[Point-per-instance localization data]

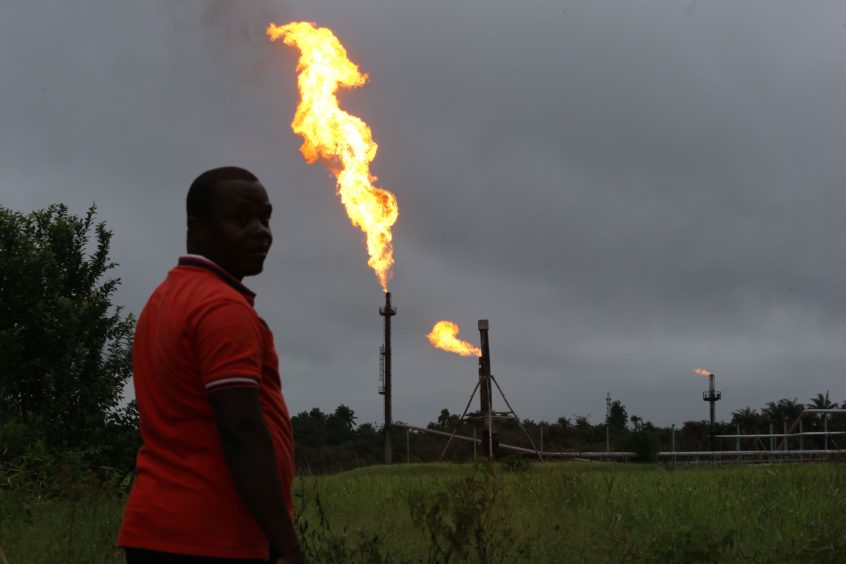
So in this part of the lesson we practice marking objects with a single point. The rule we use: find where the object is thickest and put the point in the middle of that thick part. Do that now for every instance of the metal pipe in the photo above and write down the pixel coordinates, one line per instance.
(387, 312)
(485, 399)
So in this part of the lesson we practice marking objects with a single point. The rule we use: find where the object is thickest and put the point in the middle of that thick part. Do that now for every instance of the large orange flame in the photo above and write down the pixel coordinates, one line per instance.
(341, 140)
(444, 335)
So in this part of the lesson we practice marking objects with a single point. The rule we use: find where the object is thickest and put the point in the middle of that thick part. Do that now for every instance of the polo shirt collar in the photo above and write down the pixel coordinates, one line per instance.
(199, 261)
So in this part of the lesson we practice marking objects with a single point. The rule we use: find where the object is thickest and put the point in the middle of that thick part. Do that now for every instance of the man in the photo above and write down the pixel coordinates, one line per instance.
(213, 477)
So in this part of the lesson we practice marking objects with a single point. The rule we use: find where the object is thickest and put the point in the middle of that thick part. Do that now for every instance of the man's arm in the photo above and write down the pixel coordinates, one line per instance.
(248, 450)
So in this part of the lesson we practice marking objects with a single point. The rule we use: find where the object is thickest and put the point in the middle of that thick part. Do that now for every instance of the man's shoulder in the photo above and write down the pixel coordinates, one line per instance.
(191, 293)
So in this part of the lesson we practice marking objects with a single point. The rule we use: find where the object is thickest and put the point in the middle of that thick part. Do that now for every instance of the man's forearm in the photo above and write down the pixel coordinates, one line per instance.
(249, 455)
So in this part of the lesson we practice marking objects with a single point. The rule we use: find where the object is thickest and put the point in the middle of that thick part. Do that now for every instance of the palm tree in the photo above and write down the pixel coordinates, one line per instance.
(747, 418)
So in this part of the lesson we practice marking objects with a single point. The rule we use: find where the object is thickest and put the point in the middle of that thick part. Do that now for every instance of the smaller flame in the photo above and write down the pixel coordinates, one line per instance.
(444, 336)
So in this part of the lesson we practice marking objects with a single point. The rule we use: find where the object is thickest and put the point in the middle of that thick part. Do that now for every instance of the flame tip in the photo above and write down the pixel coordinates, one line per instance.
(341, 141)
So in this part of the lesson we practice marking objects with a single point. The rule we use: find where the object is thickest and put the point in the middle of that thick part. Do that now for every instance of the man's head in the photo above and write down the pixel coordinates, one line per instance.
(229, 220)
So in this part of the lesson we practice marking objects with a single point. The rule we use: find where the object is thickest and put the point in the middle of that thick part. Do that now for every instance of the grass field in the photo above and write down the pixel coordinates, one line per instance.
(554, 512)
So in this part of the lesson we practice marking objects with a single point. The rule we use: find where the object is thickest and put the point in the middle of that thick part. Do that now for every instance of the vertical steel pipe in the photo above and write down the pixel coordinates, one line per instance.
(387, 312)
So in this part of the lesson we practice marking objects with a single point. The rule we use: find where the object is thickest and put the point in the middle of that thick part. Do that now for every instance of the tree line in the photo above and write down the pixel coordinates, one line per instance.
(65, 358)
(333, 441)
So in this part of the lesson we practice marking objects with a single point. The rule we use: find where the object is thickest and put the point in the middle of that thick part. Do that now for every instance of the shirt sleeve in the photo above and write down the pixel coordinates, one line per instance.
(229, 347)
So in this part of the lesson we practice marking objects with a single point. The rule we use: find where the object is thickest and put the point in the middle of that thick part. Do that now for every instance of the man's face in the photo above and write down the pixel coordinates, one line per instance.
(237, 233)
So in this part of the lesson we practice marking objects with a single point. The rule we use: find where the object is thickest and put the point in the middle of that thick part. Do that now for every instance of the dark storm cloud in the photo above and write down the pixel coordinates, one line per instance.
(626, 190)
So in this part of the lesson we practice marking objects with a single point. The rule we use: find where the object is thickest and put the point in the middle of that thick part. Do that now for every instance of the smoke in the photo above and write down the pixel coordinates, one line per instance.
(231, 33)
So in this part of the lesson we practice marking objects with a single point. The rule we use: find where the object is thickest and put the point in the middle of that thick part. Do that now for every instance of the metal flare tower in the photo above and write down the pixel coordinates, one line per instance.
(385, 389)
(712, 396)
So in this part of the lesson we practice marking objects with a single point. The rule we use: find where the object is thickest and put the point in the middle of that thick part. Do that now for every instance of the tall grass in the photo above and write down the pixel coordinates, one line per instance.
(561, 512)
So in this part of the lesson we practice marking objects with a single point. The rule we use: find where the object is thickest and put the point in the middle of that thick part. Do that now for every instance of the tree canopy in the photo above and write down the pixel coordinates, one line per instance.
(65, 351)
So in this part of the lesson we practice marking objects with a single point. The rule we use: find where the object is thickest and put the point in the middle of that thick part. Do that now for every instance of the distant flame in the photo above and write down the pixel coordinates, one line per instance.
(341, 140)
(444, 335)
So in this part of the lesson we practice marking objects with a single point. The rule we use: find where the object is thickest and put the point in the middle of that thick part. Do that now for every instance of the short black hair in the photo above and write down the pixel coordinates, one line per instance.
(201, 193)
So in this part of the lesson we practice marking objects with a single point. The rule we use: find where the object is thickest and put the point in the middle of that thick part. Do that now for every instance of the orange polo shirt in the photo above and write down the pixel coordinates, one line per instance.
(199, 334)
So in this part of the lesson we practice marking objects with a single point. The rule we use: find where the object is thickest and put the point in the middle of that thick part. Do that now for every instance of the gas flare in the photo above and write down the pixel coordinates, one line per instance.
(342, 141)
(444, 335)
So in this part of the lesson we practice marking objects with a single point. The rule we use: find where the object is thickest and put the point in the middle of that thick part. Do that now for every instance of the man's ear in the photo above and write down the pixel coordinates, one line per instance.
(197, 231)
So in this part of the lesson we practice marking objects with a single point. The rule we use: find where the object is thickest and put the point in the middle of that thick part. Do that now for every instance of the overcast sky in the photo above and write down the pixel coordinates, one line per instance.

## What needs to be done
Could you repeat all of the entries exactly, without any of the images?

## Exercise solution
So in this part of the lesson we practice marking objects with a single point. The rule we use: find where the object is thickest and put the point in the middle of that thick part. Do that now for every instance of the metal pipe in the photo above and write down the pixel coordinates, one line per instance.
(387, 312)
(485, 399)
So in this part of the lesson we practice marking objects with a single point. The rule we use: find where the object is thickest and put the point in the middle of that thick part. Do that now for every instance of the large orange flame in the photo above and write down the pixel coordinates, one line per instance.
(341, 140)
(444, 335)
So in this part of the lesson we practice marking objects with a single point. The rule we use: find where the object is thickest and put the point in the middle of that thick part. Do that now for every instance of the polo shirt collar in the photo above and write down the pixel coordinates, one line per instance.
(199, 261)
So in this part of the lesson we practice marking objects with a single point. The rule we use: find where the object is thickest and put the point in the middle of that thick part. Do that now for every instance of the man in the photo above and write down the pixel coordinates, one line per instance.
(213, 477)
So in this part of the lesson we practice marking objects with a single point. The rule we use: find where the object is thickest and put the point in the middle of that thick part. Do that now for every instance of the man's arm in the photo above and write down the pixel coordinates, one line per instance.
(248, 450)
So in this part of the lesson we practice marking objects with a single point. The rule we use: find where the object is thickest and put the point in the middle of that thick part. Do that now for every instance of the man's shoulder in the photo above and write down the pixel coordinates, one line per instance.
(191, 293)
So in this part of the lesson we practice marking objects with a single point. The rule we use: find where the object is thickest and put the point in the middle of that thick part. Do that now for every instance of the man's forearm in the photo above and write down the pixel coordinates, one line per instance.
(249, 455)
So in this part of the lesson we practice marking objects with a single point. The rule we use: find where the object is thickest and put the point in the middle of that thick part. Do that now for every instance of the palm tree in the photo above and write down the pixel coordinates, one line per instance.
(747, 418)
So in this part of the lesson we practice marking objects with a single point. The rule we use: find where the object is thickest and put the point in the middle of that thick part. Do that now for every instance of the smaller flame in the photo above and write down the pixel coordinates, one line per instance.
(444, 336)
So in this part of the lesson we practice marking objects with a single point. The rule we use: find where the object is thickest and put the point in the middle of that thick part. Do that now for every instance of the flame tip in the photo above and write down the pixel coordinates, one line per instance.
(341, 141)
So in this part of the lesson we practice marking objects with a single point. The rule we use: find where the object is thickest and put the point in the middle of that thick part. Do that now for every instance of the man's head in the photo above and write down the pixel coordinates, one line per instance.
(229, 220)
So in this part of the lesson we practice marking objects with a single point. The rule we use: find where the object is thickest and put the point in the middle of that thick part. Do that now for every instance of the grass field in the photo above and write down the pixel coordinates, one line per instance.
(554, 512)
So in this part of the lesson we practice marking objects with a single point. The rule we use: find where the object is thickest and put the point in the middle of that thick part. Do that now for every instance of the vertical steel pipe in the photo above and write down the pixel coordinates, one line per instance.
(387, 312)
So in this part of the lesson we practice marking objects with a single point. The rule we use: find where the object is thickest and put the point in the middle of that thick part. Do that now for every instance of the tree line in the photo above and write down the pixel coordinates, one line per instance.
(65, 358)
(333, 441)
So in this part of the lesson we practice marking objects with a single point. The rule we use: find where the object is thickest and put the point in the middle of that thick part. Do that now for every instance of the shirt sleeve in the photo above and write down the pixel coordinates, one line per instance.
(229, 347)
So in this part of the lesson we practice marking objects with a single point. The rule we use: find where the object is thickest and put the point in the middle of that thick part. Do that now for every instance of the man's face in the photo above and write down the pixel coordinates, one line per instance.
(237, 233)
So in this part of the lesson we practice marking objects with a single point. The rule we use: find where the object is thickest and put the point in the middle of that thick part. Do that now for every instance of the dark storm cloud in the photo above and write down the pixel coordinates, one line per instance.
(626, 190)
So in this part of the lesson we practice marking objects with a single point. The rule we use: find where the object is thickest and put the point in the middle of that thick part. Do that now for every instance of the smoke in the photo above and write down the pixel coordinates, one line per instance.
(231, 33)
So in this part of the lesson we practice marking objects with a single point. The rule we use: find where the object is thickest and put the point in the middle of that thick part. Do that now for every instance of the metal flare tower in the photo above and write down the pixel coordinates, one line per instance.
(385, 389)
(712, 396)
So in this part of the lesson we practice marking objects with a single point. The rule we use: find where the object is thickest and put the point in the middle of that thick part. Do that now for every instance of the tall grass in the photo above and write down the pixel coordinates, one line per instance.
(561, 512)
So in this part of the lesson we practice marking objects with a single point. The rule we use: find where the object is thickest and put the point in the middle of that thick part. Do that now for every instance of the tree canopy in the photo above and write down the pixel coordinates, one line per instance.
(65, 351)
So in this part of the lesson we practice marking objects with a single point. The rule we use: find where the object is thickest and put the point in the middle of that thick part. Do that now for every instance of the distant flame in the photo above and write down the pixel coordinates, one line per instance.
(341, 140)
(444, 335)
So in this part of the lesson we practice marking objects with a single point. The rule we use: find where the object is thickest and put the point in the middle of that thick part. Do that now for every instance of the short black hair in the photo above and write down the pixel coordinates, one line per instance.
(201, 193)
So in this part of the lesson we practice marking objects with a single point. The rule we use: find where the object is thickest and put the point in the middle of that thick part. Do that now for every instance of the orange polo shirt in the photo above and write down the pixel coordinates, one line per instance.
(199, 334)
So in this part of the lesson we practice marking objects with a single point. The rule we use: find where the object is thickest and put the point in the middle of that thick part. Do that now for every instance of the gas flare in the photo above and write down the pixel coordinates, one line per instance.
(342, 141)
(444, 335)
So in this part of the lesson we practice marking objects with a single point. The rule we use: find where the object is thickest and put the point in the middle of that thick part. Do that now for every instance of the man's ear in the photo above and write down the pixel coordinates, one line per instance.
(197, 231)
So in this part of the lesson we practice marking objects with a single point. The rule we use: find where the object is thickest and put the point in the middle of that thick part. Do that now for every instance of the overcast sky in the photo above and write down the pixel coordinates, one line per instance.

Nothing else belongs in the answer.